_Artículo_
==================================================
Sobre la integración europea, sin embargo, Orbán es muy ambivalente. Desafía a Bruselas en el tema de los refugiados, pero luego no se suma a las iniciativas más extravagantes de sus vecinos; acude al Parlamento Europeo para defender sus posiciones y trenza alianzas de todo tipo; se acerca a la provocación y luego da marcha atrás. Hungría, con diez millones de habitantes, es un país de tamaño medio en términos europeos y realiza el 80 por ciento de su comercio dentro de la UE, especialmente con miembros de la zona euro, como Alemania. Hungría ha sido un gran beneficiario de los fondos estructurales y de cohesión de la UE. Orbán es un político que valora enormemente la soberanía monetaria, pero no descarta la entrada en el euro, aunque la aplaza hasta que se alcance un muy amplio consenso social y político, concretamente una mayoría parlamentaria de dos tercios para poder enmendar la Constitución.
==================================================
_Registros_
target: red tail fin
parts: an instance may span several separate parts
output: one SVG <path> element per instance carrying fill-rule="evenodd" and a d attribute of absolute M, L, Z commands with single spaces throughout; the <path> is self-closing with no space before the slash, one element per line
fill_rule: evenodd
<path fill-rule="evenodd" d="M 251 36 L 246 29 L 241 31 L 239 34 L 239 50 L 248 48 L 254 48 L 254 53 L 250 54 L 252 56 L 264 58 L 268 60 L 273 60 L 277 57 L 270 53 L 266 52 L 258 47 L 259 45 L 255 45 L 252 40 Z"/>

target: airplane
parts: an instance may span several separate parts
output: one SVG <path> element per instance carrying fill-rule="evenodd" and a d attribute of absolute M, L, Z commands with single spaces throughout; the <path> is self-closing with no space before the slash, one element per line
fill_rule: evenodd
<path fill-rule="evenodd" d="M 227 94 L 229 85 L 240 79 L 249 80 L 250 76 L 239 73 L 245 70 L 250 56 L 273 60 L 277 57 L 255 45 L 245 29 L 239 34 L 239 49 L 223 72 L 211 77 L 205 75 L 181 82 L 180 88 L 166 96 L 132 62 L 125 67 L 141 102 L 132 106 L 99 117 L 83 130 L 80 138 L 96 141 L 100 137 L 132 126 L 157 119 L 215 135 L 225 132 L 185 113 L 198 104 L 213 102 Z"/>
==================================================
_Objetivos_
(1) Según el artículo, ¿qué porcentaje de su comercio realiza Hungría dentro de la UE?
(2) Desplaza en 117 cada coordenada de las respuestas y reproduce, con las solicitudes incluidas, solo las líneas de los registros que van desde su comienzo hasta la que contiene "251 36 L 246", ambas incluidas.

_Soluciones_
(1) El 80 por ciento.

(2)
target: red tail fin
parts: an instance may span several separate parts
output: one SVG <path> element per instance carrying fill-rule="evenodd" and a d attribute of absolute M, L, Z commands with single spaces throughout; the <path> is self-closing with no space before the slash, one element per line
fill_rule: evenodd
<path fill-rule="evenodd" d="M 368 153 L 363 146 L 358 148 L 356 151 L 356 167 L 365 165 L 371 165 L 371 170 L 367 171 L 369 173 L 381 175 L 385 177 L 390 177 L 394 174 L 387 170 L 383 169 L 375 164 L 376 162 L 372 162 L 369 157 Z"/>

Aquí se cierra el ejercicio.